Short task: Beginning at the line that contains "Please annotate the white ceiling", transcribe the remaining lines of the listing exactly; include the final line and omit everything before.

Records shown:

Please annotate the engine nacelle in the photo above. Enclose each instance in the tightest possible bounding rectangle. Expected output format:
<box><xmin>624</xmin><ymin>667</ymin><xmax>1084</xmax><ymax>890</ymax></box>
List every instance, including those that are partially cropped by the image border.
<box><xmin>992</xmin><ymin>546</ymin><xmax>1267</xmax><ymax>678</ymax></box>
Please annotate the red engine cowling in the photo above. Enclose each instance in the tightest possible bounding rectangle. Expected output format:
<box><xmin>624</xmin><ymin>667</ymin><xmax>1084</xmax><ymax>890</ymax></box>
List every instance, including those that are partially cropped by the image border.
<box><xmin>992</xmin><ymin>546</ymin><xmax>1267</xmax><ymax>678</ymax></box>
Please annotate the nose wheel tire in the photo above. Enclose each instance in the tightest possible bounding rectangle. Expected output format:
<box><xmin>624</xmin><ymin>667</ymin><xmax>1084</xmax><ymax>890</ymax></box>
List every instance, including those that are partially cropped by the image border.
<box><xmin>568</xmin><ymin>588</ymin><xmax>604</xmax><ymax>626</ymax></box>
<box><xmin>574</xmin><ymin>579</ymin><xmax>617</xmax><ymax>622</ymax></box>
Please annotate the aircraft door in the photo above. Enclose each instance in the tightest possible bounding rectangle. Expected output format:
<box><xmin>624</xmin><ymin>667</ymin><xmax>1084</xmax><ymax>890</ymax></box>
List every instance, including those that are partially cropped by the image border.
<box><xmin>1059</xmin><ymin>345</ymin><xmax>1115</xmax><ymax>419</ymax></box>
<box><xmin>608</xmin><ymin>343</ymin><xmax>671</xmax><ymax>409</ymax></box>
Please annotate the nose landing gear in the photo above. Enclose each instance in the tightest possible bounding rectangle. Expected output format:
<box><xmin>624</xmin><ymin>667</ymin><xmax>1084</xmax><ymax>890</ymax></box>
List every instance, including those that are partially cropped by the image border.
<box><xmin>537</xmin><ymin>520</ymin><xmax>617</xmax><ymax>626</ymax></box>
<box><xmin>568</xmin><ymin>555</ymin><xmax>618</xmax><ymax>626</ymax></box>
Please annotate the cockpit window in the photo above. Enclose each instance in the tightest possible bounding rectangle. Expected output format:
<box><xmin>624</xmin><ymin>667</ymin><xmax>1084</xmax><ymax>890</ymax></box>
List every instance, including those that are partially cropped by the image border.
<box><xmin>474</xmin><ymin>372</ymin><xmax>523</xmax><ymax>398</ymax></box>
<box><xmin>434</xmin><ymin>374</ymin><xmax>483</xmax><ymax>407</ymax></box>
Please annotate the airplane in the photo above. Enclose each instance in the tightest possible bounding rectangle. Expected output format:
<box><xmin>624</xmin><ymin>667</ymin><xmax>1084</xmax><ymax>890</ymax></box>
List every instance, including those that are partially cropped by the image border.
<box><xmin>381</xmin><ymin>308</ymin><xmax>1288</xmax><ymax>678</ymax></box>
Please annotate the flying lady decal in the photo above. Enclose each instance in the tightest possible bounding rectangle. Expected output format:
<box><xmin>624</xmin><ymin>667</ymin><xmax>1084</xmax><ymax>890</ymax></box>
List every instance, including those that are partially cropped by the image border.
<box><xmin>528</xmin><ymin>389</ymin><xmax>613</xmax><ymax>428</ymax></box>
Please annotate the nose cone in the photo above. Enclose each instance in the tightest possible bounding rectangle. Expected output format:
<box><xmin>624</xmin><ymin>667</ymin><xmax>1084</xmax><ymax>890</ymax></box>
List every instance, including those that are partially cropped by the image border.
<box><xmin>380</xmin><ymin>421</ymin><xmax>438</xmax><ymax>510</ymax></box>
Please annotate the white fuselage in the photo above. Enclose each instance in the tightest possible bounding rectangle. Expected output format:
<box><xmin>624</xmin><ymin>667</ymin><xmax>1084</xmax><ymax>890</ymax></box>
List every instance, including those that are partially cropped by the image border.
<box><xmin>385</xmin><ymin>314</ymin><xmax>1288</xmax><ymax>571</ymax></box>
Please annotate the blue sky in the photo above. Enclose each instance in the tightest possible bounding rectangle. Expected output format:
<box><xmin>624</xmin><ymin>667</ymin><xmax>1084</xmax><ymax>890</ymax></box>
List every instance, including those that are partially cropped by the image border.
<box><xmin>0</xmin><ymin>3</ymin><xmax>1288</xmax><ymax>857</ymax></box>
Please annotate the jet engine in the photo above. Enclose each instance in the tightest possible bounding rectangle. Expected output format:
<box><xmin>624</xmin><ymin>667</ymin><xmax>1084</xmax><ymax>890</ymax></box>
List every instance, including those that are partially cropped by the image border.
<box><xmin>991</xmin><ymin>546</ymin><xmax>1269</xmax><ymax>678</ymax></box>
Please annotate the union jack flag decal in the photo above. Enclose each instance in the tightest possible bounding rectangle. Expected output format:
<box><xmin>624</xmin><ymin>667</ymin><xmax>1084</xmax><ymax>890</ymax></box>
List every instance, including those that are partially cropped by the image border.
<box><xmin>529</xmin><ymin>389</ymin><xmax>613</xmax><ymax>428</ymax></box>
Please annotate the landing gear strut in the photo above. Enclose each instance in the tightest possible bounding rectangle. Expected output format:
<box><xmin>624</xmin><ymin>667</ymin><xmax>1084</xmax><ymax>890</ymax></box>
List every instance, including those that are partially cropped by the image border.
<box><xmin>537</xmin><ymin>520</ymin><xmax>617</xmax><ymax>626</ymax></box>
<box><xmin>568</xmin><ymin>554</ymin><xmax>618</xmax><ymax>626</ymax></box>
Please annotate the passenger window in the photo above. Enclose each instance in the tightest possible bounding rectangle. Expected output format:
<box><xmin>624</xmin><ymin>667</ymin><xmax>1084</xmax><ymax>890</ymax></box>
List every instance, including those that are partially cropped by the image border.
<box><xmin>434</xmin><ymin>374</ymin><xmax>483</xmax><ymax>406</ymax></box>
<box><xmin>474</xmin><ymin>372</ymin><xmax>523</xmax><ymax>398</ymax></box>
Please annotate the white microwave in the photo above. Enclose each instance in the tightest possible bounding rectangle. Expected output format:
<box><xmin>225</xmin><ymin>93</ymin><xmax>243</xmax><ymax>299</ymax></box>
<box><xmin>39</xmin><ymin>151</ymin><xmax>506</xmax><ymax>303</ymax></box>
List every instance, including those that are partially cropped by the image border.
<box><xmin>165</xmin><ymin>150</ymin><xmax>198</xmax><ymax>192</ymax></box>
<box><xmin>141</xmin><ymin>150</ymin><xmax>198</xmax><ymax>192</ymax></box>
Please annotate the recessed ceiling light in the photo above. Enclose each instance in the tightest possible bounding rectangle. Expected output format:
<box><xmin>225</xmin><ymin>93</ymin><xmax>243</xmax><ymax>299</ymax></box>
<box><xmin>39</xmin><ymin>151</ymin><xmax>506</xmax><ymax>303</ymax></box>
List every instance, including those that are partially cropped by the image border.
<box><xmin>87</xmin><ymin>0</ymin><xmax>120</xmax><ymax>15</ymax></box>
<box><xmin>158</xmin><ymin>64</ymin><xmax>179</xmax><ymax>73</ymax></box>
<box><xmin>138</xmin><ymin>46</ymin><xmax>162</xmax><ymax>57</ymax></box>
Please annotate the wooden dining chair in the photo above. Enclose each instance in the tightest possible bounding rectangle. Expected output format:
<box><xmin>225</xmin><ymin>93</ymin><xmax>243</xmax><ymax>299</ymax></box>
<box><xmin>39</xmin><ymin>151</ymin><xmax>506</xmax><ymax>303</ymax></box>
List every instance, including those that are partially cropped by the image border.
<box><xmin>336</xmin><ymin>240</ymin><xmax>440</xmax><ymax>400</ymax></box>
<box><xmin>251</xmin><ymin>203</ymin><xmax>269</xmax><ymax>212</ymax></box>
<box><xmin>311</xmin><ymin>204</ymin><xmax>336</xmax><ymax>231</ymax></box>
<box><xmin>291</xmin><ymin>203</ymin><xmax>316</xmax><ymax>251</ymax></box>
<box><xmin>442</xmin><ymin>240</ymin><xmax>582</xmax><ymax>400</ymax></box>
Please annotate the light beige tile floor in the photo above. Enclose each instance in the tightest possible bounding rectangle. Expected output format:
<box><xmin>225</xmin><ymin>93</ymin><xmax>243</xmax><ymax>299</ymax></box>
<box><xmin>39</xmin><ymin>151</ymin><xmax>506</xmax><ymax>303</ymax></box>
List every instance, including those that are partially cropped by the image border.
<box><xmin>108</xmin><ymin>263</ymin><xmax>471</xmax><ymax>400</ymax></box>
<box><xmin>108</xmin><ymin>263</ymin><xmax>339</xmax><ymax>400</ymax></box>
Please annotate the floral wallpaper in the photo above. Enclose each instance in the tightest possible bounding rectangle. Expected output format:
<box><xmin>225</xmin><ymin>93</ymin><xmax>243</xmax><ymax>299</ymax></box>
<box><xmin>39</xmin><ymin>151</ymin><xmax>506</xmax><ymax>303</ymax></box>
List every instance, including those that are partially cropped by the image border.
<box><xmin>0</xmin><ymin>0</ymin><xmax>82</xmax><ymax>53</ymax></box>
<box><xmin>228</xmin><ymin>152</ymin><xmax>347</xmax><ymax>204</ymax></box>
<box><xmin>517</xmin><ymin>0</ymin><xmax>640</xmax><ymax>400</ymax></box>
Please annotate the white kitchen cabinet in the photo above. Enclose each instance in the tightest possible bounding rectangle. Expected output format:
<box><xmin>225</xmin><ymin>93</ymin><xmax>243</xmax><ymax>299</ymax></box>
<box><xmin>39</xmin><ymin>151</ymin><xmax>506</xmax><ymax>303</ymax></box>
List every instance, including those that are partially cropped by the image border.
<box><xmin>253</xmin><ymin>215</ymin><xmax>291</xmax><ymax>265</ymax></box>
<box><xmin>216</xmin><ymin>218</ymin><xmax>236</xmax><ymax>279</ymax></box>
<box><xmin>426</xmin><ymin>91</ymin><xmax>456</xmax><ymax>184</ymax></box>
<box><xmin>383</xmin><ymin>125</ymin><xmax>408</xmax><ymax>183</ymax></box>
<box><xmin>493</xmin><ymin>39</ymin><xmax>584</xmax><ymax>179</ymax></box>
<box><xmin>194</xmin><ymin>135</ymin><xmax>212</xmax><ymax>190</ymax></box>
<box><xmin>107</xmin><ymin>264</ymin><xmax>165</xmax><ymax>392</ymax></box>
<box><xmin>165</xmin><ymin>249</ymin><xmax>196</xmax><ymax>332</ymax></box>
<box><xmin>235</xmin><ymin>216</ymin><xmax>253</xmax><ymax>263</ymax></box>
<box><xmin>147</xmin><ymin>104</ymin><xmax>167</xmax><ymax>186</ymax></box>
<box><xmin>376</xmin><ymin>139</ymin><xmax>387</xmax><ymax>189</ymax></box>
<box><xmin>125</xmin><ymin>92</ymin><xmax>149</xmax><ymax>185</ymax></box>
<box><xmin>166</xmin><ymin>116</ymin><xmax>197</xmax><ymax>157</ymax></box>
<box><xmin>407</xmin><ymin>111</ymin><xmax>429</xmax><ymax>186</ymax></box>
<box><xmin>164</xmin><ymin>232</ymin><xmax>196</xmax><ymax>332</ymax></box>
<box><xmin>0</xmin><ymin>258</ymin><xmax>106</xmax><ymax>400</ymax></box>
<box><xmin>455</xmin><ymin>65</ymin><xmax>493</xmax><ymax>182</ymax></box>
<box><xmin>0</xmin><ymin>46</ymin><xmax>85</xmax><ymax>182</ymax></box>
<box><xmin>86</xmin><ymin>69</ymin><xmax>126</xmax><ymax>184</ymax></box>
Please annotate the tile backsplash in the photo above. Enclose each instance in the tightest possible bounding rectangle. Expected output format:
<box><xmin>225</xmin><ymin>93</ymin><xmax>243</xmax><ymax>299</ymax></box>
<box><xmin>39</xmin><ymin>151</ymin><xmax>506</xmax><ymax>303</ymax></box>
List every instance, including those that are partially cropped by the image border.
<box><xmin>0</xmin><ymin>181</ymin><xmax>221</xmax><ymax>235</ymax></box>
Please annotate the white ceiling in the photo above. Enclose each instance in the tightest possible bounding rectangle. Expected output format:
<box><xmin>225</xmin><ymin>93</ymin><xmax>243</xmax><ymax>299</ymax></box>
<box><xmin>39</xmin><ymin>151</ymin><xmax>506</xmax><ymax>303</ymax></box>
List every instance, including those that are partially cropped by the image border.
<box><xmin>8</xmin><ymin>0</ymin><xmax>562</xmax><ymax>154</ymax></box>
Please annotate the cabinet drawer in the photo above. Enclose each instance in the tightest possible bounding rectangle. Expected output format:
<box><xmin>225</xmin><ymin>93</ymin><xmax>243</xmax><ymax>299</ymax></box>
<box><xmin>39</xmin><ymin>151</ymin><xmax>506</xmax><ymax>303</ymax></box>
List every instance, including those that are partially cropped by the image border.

Task solution:
Please annotate the white ceiling in the photo above. Enclose each instance in the tightest possible bounding rectangle. Expected output format:
<box><xmin>225</xmin><ymin>93</ymin><xmax>243</xmax><ymax>299</ymax></box>
<box><xmin>39</xmin><ymin>151</ymin><xmax>506</xmax><ymax>303</ymax></box>
List every instance, including those that are partially cropped by the image border.
<box><xmin>8</xmin><ymin>0</ymin><xmax>562</xmax><ymax>154</ymax></box>
Please annotate the cabinet drawer in the photo above. Enclose each instance in the tightest possible bounding rectangle. Expected output format:
<box><xmin>225</xmin><ymin>93</ymin><xmax>243</xmax><ymax>299</ymax></box>
<box><xmin>39</xmin><ymin>151</ymin><xmax>506</xmax><ymax>303</ymax></box>
List every instance, including those that are partially cropped by the image border.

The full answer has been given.